▶ **Enunciado del ejercicio**
¿Puedes transcribir literalmente la parte del texto sobre Tosantos en Cádiz que empieza en las palabras que contienen "Supongo que si" y termina después de "arte del ingenio."?

▶ **Fragmento**
---

Todos los lunes próximos a los Santos, el mercado gaditano se llena de frutas exóticas y seres inimaginables que surgen en sus puestos por obra y gracia de los gaditanos, que lo llevan en la sangre como llevan en la sangre las coplas de febrero. Es la fiesta de "Tosantos", la más genuína, la más desconocida, que se celebra en el mismo recinto alrededor del cual cantan por tangos los coros el Domingo de Carnaval.
Cádiz, que hace carnavales todo el año, disfraza la tristeza de los primeros días de noviembre y le pinta la sonrisa a los días sombríos que nos recuerdan que somos polvo que volverá al polvo. Cádiz, que derrocha imaginación por los cuatro costados, la vierte en pequeñas dosis puesto por puesto, para hacer del mercado un revuelo de gentes y una oda a la alegría de un pueblo que se mantiene en pie a pesar de los vendavales que circundan por sus orillas.
No sé si este año habrá "Tosantos". El derribo del viejo mercado, para edificar uno nuevo, probablemente dé al traste con esta tradición que es santo y seña del pueblo gaditano. Porque no es lo mismo acudir al pie del edificio rosado de Correos pasando por la plaza de las Flores donde siempre suena el agua cantarina que dejarse caer por el nuevo recinto de San José, donde todo es más moderno, pero más aséptico. Cádiz huele a Cádiz en los alrededores del viejo mercado, junto a la churrería y la freiduría, frente a Pepi Mayo que andará ya hacie
ndo trajes de piconera y redecillas de madroños para que no se le eche encima el tiempo.

A mí me gustaban las marquesinas llenas de especias y plantas medicinales, el bullicio musical de "El Melli", las ropas de saldo y el batiburrillo de todo a cien de enfrente. Me gustaban las niñas bailando tanguillos y alegrías en los tablaos, el humo de los buñueños y el olor de las castañas en la calle, aunque en el sur no se condense el aliento por estas fechas y parezca menos noviembre.
Me encantaba pasear entre el gentío de puesto en puesto, admirándome de la capacidad de convertir la fruta y la verdura, los pollos y los pescados en figurantes de auténticas obras de arte y paciencia. Y las cestas de marisco colocado con tiralíneas, las nécoras rojas y deslumbrantes en su justo punto de cocción, el olor a bocata y manzanilla, la tentación de los torreznos que allí son chicharrones, la carne mechá y las cañaíllas y las ristras de bombillas por los pasillos.
Supongo que si estuviese en Cádiz y viese el viejo mercado como un solar sentiría un desgarro parecido al que me arañó el estómago cuando ví el Gran Hotel reducido a una escombrera y recordé tantas mañanas de tertulia y café torero que ya nunca serán. Así que prefiero soñar que recorro aquellos puestos engalanados que ya son memoria con la sonrisa en la cara, admirando a un pueblo que le hace guiños al dolor con cantes de fiesta y el arte del ingenio.
Es la fiesta de los "Tosantos". Y aquí se celebran, porque me hablan de la Cádiz mágica de la que es imposible no enamorarse, a la que siempre quiero volver.

---

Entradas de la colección
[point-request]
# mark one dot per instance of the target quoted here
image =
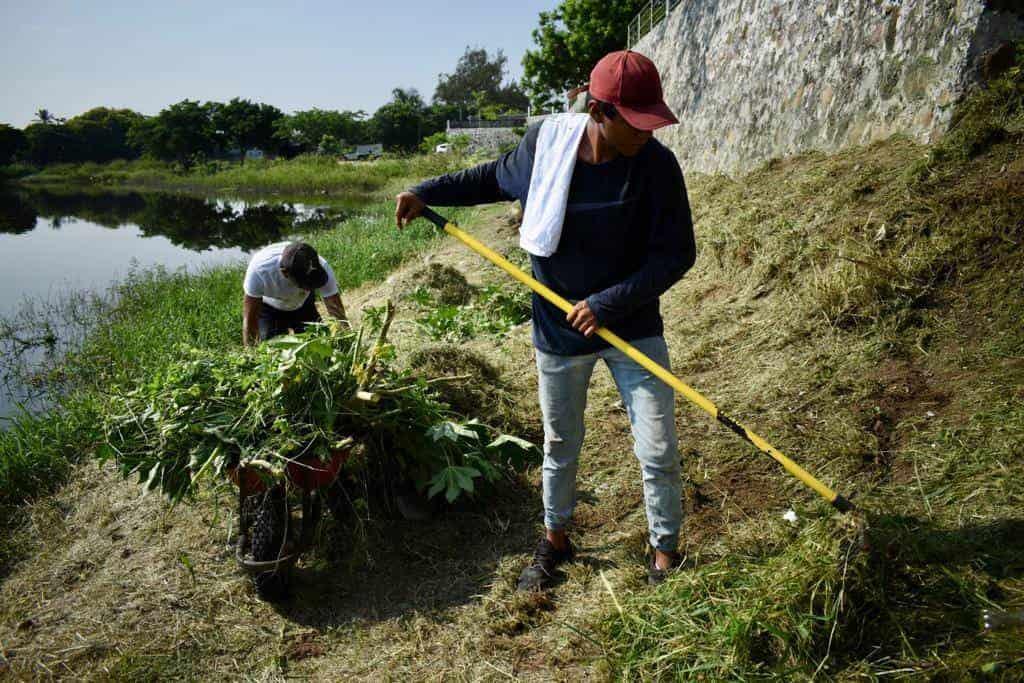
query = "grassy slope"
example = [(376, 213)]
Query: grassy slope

---

▶ **Solución propuesta**
Supongo que si estuviese en Cádiz y viese el viejo mercado como un solar sentiría un desgarro parecido al que me arañó el estómago cuando ví el Gran Hotel reducido a una escombrera y recordé tantas mañanas de tertulia y café torero que ya nunca serán. Así que prefiero soñar que recorro aquellos puestos engalanados que ya son memoria con la sonrisa en la cara, admirando a un pueblo que le hace guiños al dolor con cantes de fiesta y el arte del ingenio.